→ **WORK TASK**: Check each line of the data, and copy those where "black" appears.
/---
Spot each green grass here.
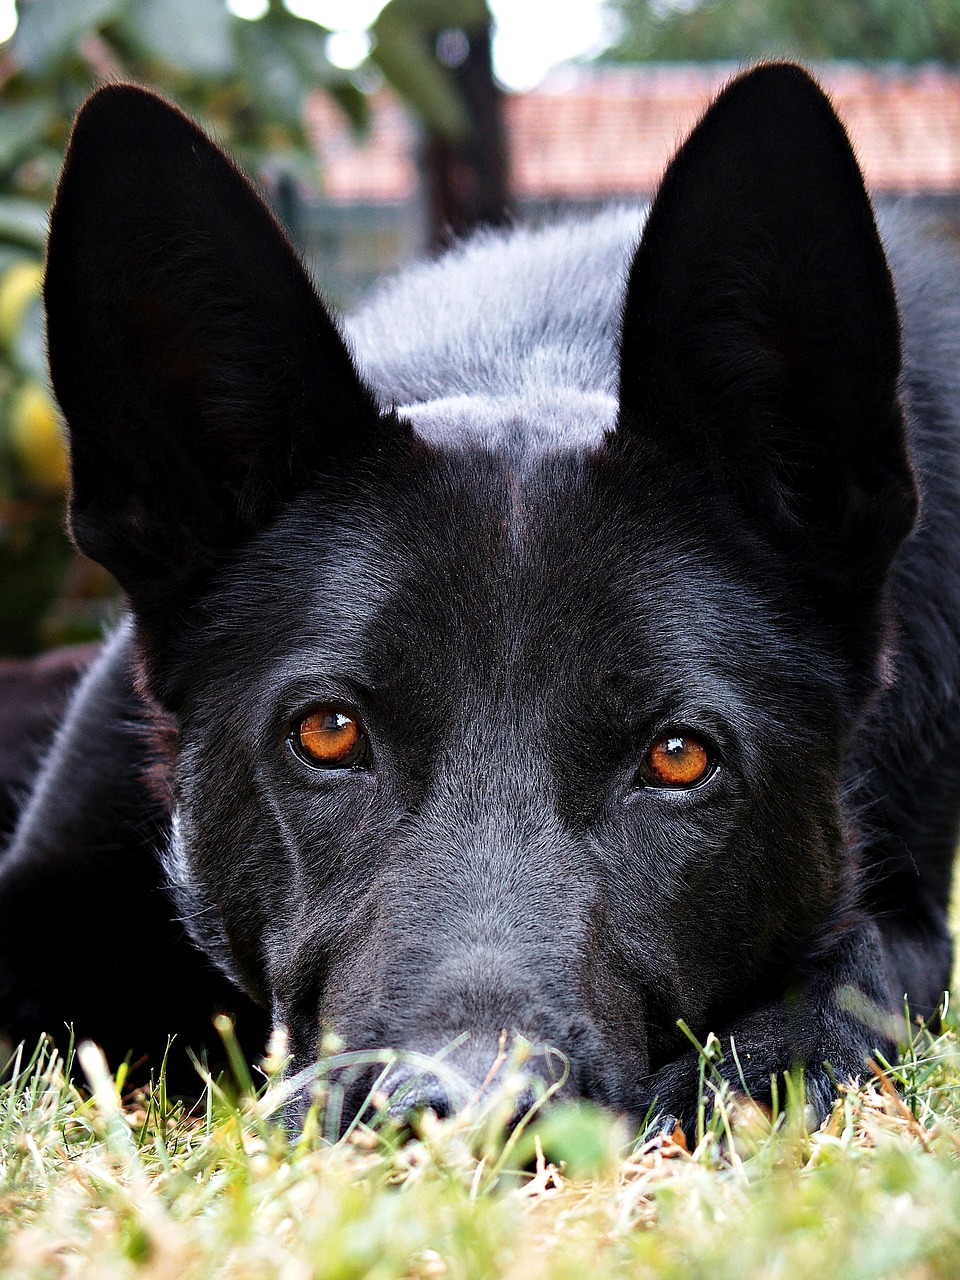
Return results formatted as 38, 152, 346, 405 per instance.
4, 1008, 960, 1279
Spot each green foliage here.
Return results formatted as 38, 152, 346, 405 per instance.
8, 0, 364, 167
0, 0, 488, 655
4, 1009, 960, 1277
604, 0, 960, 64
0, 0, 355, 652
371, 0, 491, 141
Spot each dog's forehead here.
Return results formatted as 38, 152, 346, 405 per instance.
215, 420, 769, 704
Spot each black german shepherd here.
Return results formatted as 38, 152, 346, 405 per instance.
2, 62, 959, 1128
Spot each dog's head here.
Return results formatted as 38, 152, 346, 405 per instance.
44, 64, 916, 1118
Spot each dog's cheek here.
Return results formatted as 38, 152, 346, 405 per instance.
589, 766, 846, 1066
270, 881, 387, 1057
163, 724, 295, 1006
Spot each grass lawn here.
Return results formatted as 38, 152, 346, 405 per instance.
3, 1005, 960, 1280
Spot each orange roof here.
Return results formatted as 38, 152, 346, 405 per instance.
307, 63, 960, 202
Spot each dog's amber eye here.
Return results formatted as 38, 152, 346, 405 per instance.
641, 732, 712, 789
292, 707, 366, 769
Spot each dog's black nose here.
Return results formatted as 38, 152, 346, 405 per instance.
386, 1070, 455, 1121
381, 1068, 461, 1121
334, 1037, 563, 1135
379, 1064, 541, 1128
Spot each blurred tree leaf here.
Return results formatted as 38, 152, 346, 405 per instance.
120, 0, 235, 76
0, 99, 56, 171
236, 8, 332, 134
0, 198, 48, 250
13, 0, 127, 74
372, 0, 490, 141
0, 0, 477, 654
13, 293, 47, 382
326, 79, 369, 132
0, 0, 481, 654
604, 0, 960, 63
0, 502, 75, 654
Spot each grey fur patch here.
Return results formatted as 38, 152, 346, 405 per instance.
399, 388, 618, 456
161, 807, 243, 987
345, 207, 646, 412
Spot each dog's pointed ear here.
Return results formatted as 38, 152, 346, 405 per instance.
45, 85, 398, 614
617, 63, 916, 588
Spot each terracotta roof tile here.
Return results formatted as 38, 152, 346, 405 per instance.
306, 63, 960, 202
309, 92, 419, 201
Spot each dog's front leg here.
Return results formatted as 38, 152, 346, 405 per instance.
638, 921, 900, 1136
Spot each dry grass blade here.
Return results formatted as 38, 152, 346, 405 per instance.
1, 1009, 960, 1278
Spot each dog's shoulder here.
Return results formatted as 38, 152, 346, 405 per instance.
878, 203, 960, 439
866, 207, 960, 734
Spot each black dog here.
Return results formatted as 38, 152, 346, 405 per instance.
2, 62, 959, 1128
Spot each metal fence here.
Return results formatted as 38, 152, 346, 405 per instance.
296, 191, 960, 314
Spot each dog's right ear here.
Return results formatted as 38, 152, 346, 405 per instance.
\---
→ **SOLUTION TO THIS PROBLEM**:
Spot each black german shepherd here.
Spot each dog's black nose here.
Spot each black dog here.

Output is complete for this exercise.